:: STORED DATA ::
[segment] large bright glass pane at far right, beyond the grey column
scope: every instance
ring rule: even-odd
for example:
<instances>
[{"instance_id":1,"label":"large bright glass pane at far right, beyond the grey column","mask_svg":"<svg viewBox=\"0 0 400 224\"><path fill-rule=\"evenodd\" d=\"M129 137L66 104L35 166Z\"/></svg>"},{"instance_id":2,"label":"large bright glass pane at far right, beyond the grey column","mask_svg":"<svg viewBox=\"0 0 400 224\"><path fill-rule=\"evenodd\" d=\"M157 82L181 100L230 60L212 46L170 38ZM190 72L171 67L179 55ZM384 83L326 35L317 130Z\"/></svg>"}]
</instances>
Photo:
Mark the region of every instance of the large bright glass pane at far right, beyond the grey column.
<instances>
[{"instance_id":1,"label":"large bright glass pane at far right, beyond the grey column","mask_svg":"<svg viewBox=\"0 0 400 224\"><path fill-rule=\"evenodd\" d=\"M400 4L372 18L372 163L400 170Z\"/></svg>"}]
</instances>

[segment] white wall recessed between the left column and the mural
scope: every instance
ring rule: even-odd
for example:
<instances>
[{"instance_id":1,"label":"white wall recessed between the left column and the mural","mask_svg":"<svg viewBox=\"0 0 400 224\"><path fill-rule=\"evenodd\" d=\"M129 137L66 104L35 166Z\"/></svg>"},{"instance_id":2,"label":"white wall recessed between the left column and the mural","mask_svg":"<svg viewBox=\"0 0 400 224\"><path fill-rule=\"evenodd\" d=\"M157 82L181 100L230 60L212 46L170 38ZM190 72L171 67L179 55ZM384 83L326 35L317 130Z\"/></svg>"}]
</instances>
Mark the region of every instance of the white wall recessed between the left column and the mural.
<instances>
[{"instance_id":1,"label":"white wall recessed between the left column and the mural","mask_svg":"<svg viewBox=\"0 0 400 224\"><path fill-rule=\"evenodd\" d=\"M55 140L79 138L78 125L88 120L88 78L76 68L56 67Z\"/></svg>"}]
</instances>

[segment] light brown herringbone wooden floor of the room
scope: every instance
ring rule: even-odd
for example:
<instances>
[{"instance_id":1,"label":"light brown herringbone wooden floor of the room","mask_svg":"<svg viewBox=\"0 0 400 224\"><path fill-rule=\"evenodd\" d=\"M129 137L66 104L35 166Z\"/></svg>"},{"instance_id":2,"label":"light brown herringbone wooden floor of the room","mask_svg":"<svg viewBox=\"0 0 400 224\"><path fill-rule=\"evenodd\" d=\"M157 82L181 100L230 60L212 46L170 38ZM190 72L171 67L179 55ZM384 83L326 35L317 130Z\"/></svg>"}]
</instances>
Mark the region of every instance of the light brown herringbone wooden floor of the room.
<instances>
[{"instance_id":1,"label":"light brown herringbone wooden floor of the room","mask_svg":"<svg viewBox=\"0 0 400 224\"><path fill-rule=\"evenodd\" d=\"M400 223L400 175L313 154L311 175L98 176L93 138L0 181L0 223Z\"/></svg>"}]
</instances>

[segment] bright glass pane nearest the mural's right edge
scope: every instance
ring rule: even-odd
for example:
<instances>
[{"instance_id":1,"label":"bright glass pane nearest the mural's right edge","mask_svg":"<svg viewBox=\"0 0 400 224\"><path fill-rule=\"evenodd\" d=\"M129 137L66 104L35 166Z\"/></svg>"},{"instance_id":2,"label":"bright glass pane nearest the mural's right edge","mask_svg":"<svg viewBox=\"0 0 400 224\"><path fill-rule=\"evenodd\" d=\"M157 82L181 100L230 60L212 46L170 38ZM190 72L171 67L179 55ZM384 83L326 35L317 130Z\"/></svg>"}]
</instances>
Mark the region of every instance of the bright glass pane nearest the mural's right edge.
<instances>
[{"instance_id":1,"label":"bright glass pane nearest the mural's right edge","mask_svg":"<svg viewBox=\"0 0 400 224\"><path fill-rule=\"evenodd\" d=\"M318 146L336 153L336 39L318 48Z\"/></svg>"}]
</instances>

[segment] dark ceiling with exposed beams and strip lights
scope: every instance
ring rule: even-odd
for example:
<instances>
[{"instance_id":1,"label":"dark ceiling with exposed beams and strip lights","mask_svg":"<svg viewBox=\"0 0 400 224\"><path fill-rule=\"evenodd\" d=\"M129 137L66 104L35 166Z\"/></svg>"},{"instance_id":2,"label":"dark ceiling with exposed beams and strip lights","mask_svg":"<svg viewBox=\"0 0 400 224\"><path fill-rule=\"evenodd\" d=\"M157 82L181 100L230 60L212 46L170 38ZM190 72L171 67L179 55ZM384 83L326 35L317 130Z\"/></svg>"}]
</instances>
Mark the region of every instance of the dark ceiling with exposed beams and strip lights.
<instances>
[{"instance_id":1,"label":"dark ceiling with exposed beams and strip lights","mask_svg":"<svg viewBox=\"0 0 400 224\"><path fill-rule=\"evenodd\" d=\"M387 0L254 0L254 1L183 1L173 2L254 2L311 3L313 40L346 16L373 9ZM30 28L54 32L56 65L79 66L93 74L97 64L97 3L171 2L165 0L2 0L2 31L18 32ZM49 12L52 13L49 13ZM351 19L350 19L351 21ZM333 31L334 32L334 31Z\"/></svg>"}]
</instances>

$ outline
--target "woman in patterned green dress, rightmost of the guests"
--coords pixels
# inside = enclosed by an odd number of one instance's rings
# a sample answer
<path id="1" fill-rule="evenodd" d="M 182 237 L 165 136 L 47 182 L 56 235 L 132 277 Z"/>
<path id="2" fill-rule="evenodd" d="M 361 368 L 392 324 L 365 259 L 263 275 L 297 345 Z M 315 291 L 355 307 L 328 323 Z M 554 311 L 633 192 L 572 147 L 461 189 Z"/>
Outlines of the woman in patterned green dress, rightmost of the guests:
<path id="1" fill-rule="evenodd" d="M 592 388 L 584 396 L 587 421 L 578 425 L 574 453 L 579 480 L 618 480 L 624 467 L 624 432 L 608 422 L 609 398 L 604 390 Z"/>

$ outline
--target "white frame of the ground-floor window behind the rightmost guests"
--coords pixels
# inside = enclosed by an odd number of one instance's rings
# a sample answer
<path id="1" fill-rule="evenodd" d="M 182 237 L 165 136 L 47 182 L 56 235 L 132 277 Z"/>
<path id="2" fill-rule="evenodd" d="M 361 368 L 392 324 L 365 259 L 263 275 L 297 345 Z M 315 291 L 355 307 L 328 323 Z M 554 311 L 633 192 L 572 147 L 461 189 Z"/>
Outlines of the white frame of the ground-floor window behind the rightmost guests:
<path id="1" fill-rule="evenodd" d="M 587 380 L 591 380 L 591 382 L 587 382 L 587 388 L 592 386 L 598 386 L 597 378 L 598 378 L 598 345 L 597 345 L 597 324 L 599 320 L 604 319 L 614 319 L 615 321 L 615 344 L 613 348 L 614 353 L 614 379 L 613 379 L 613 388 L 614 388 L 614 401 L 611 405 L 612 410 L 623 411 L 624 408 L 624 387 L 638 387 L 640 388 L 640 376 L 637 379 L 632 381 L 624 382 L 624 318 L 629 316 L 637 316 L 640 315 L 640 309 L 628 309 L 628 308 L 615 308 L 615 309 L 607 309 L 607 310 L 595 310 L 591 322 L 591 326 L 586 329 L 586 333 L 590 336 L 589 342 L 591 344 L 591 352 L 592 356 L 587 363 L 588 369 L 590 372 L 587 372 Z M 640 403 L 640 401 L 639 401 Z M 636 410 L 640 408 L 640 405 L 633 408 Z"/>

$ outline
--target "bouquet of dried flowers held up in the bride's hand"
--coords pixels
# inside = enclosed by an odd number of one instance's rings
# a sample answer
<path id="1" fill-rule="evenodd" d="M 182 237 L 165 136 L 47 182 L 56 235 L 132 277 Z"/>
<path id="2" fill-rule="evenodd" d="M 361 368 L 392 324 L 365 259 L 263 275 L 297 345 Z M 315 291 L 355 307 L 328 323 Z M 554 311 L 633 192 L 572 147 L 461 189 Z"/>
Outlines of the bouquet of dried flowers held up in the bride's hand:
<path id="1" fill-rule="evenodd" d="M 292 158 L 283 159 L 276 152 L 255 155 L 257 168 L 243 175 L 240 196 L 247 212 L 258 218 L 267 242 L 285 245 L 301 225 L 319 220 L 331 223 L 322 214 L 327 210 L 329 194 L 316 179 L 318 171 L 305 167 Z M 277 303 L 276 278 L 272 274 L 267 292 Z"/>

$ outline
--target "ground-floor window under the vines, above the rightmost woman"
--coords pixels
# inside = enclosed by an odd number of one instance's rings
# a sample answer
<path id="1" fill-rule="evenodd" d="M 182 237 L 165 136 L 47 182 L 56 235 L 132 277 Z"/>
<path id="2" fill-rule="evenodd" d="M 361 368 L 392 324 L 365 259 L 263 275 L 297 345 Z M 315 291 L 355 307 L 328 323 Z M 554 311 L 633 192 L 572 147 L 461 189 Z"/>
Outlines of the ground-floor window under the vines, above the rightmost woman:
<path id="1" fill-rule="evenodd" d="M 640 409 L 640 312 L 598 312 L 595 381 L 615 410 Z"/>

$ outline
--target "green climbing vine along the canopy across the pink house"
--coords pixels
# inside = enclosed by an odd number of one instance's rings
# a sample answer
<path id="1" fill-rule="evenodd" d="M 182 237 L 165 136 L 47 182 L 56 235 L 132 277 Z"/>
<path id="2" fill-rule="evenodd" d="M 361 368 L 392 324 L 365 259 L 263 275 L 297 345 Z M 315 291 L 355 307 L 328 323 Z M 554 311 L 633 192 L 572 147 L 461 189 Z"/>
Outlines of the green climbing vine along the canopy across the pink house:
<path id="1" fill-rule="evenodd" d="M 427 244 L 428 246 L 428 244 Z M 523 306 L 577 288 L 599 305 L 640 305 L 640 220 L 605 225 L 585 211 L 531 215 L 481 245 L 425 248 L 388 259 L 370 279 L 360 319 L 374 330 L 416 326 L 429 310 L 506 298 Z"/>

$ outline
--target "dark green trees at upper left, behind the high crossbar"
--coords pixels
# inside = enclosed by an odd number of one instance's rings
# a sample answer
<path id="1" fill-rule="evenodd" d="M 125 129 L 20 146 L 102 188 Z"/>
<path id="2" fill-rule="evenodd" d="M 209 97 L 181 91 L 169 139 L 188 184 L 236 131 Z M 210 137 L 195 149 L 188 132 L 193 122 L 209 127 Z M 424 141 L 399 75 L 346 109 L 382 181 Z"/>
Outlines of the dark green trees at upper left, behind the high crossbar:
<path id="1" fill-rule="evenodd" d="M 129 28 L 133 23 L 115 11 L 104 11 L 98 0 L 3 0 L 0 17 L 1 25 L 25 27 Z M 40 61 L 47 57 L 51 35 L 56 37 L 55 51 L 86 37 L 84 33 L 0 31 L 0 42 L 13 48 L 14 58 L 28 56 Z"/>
:::
▶ PROBLEM DETAILS
Both end lines included, restate word for word the lines above from the line with "125 129 L 20" to the line with "209 97 L 181", and nothing else.

▶ EXERCISE OUTPUT
<path id="1" fill-rule="evenodd" d="M 125 129 L 20 146 L 102 188 Z"/>
<path id="2" fill-rule="evenodd" d="M 209 97 L 181 91 L 169 139 L 188 184 L 236 131 Z M 210 137 L 195 149 L 188 132 L 193 122 L 209 127 Z M 424 141 L 399 75 L 346 109 L 382 181 Z"/>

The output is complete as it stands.